═════ Text passage

# Labs with BLUE eyes



## gdluck (May 27, 2005)

Looking for a pup I ran across an add for a fox red with BLUE eyes. Any ideas how that can happen?

A google search AFTER the fact answere all the questions.


----------



## Julie R. (Jan 13, 2003)

If it was a puppy, it's very common for them to have blue eyes til 3 mos. or longer if the eventual eye color will be light yellow. All puppies' eyes are blue when they first open but brown-eyed dogs turn to brown within a week or two. Chesapeakes have amber to yellow eyes, so they stay blue or blue green longer. The faster they turn, the darker the eventual eye color will be. The dog in my avatar, Panda, had blue eyes til she was almost 6 mos. As you can see, they are very light yellow. Below is a photo of one of her pups at 8 wks. with her baby blues.


----------



## mostlygold (Aug 5, 2006)

Oh that one will never do anything wrong. Just look at that angelic face.

dawn


----------



## moscowitz (Nov 17, 2004)

Dawn you getting ready to meet my two new young chessies. Jay is son of Larry and Sam is son of MIke Coutu's FC Chester. They are both very different but you can't take your eyes off them for a second.


----------



## firehouselabs (Jan 23, 2008)

══════════

[Stated exercise a]:
In the rows, take the stretch from the line containing "parthenon above? Mark it with a dot." through the end of the rows and write it out again, substituting "backlit tree" for "silhouetted tree" and changing nothing else.

═════ Data lines

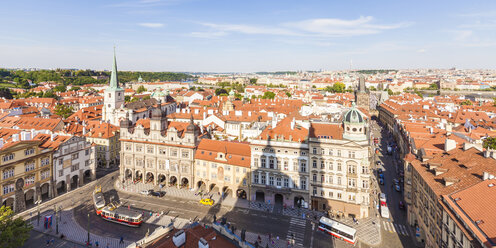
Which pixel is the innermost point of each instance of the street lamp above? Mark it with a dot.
(88, 228)
(56, 220)
(38, 204)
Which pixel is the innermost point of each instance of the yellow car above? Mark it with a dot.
(207, 202)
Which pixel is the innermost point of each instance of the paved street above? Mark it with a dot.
(183, 205)
(395, 230)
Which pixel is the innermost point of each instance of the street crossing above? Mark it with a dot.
(297, 227)
(395, 228)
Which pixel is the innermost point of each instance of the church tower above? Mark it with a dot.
(362, 97)
(113, 97)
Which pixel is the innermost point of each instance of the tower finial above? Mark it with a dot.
(114, 82)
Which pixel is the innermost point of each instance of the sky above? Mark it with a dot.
(248, 36)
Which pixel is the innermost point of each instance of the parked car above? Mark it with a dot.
(207, 202)
(158, 193)
(146, 192)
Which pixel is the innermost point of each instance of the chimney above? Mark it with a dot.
(449, 145)
(179, 238)
(202, 243)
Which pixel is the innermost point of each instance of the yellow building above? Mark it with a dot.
(26, 169)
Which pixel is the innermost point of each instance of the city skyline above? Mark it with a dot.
(154, 35)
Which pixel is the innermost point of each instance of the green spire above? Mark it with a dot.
(114, 82)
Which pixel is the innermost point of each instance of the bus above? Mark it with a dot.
(98, 200)
(114, 212)
(338, 230)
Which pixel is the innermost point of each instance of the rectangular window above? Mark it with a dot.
(45, 174)
(351, 154)
(29, 152)
(185, 154)
(8, 157)
(8, 173)
(303, 166)
(162, 151)
(29, 166)
(174, 152)
(303, 183)
(149, 149)
(8, 188)
(29, 181)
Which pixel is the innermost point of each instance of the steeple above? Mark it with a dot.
(114, 82)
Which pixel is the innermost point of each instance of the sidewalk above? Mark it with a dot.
(72, 230)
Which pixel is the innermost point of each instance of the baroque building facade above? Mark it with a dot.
(339, 158)
(158, 151)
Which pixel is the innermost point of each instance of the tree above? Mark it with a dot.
(219, 91)
(49, 94)
(13, 232)
(269, 95)
(4, 92)
(489, 143)
(63, 110)
(433, 86)
(60, 88)
(141, 89)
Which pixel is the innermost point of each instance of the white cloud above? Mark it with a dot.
(340, 27)
(151, 25)
(325, 27)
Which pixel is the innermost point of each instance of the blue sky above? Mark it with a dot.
(247, 36)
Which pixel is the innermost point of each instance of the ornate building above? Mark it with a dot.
(159, 151)
(362, 96)
(340, 166)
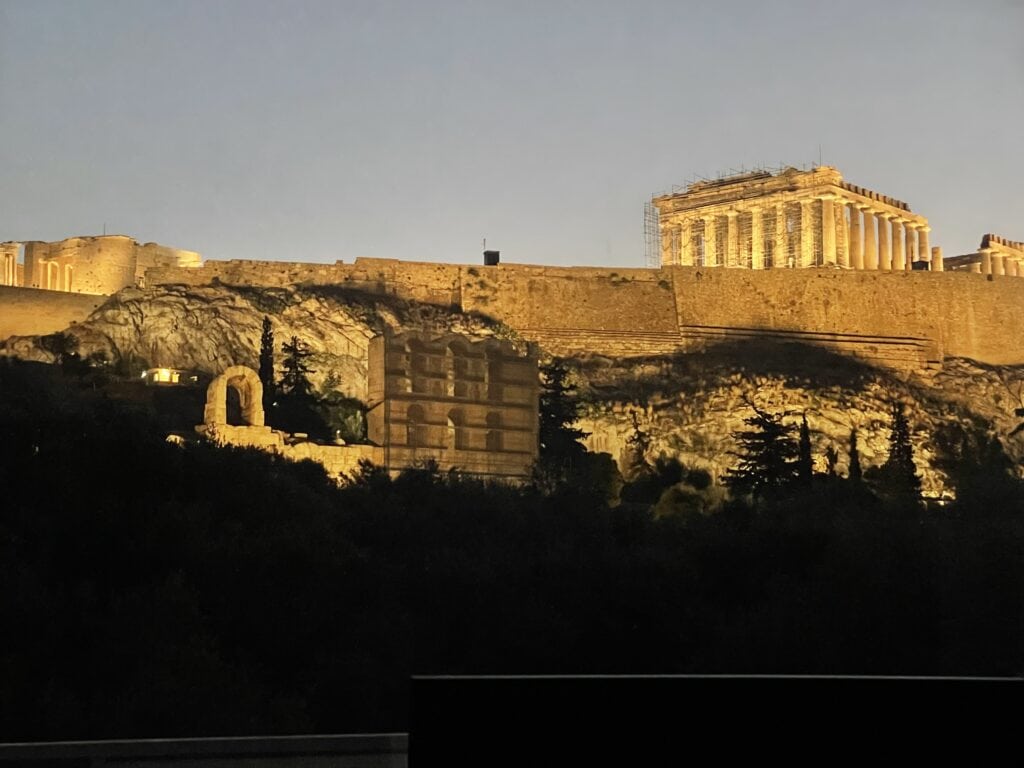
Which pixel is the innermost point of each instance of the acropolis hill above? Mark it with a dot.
(824, 272)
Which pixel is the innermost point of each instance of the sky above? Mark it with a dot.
(325, 130)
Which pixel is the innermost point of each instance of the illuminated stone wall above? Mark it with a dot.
(897, 318)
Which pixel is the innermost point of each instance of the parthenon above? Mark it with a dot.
(792, 218)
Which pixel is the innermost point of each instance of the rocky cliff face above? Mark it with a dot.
(690, 404)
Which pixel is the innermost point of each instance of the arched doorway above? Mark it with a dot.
(246, 383)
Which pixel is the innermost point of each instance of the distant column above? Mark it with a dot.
(910, 245)
(899, 259)
(686, 247)
(870, 249)
(885, 253)
(780, 254)
(856, 257)
(924, 251)
(827, 231)
(711, 242)
(806, 233)
(757, 240)
(732, 240)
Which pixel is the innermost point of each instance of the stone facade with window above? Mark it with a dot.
(466, 404)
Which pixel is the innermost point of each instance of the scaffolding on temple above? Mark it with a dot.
(651, 237)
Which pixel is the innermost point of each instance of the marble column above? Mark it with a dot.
(780, 255)
(899, 260)
(827, 231)
(686, 247)
(711, 241)
(856, 257)
(757, 240)
(885, 252)
(732, 240)
(924, 252)
(806, 233)
(870, 249)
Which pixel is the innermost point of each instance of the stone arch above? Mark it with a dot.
(246, 382)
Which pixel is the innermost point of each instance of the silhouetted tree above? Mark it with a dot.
(767, 459)
(295, 380)
(805, 464)
(898, 476)
(266, 363)
(855, 473)
(560, 451)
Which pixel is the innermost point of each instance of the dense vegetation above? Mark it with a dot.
(157, 590)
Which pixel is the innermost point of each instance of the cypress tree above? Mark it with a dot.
(266, 363)
(855, 473)
(805, 464)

══════════

[Stated exercise b]:
Carry on the forum thread about Labs with blue eyes from the point where it stops.

[Expected answer a]:
Which pixel is the innermost point of each instance of the parthenon above? Mark it with a dot.
(792, 218)
Which pixel is the innermost point of each instance of the rocky cliff face above? Mark it with a dot.
(690, 404)
Which pixel is the innermost point of each instance of the arched doorway above? Mark it with a dot.
(246, 383)
Which pixel is the innermost point of each instance of the distant column above? Mark it with a dot.
(910, 245)
(899, 259)
(686, 247)
(870, 249)
(885, 253)
(780, 254)
(856, 257)
(924, 251)
(827, 231)
(711, 242)
(806, 233)
(757, 240)
(732, 240)
Which pixel is the innermost point of each instance of the stone facade with window above? Mark it with a dot.
(466, 404)
Which pixel is the innermost point of each instance of the scaffolding on temple above? Mark it with a dot.
(651, 237)
Which pixel is the innermost point of each instance of the marble column above? Mark it with a dot.
(780, 255)
(899, 260)
(827, 231)
(686, 247)
(711, 241)
(856, 257)
(757, 240)
(885, 252)
(732, 240)
(924, 252)
(806, 233)
(870, 249)
Which pixel is the innermost point of each instance of the stone arch above? Mark it with a dot.
(246, 382)
Which pixel is the innermost point of each instance of the backlit tree above? Mark it with a dot.
(767, 459)
(295, 380)
(805, 464)
(898, 476)
(266, 363)
(855, 473)
(560, 451)
Which pixel is the innermost point of each instance of the dense vegetation above? Mark it with a dot.
(157, 590)
Which pixel is the innermost point of each instance of the cypress tree above? Mark it with a dot.
(266, 363)
(855, 473)
(805, 464)

[Expected answer b]:
I have a female lab from Code Blue lines that has/had a blue eye. It was blue green at 7 wks and instead of getting darker and turning brown like her right eye did, it just kept getting lighter until it turned an icy blue with yellow tints to the outer ring. Had her CERF'd and found out that it was a fluke and did not hurt her vision nor was it a cause for not breeding in the future. There is a name for the condition (same thing that collies, shelties, and australian shepherds, and huskies have that can cause bi-colored or merle eyed dogs) but off the top of my head I can't think of it. As she has gotten older, it is more an icy yellow with blue hints. 

Now, just because it does not preclude my breeding of this dog (possibly in the future), it should *NOT* be perpetuated as a selling point or as some _rare_ or _special_ type of lab! No one trait (especially something as stupid as color of coat or eyes) should be the main focus of breeding! If that is the main selling point for a litter, don't walk away- run!


----------



## windycanyon (Dec 21, 2007)

I've never seen blue after 3-4 wks here. No idea!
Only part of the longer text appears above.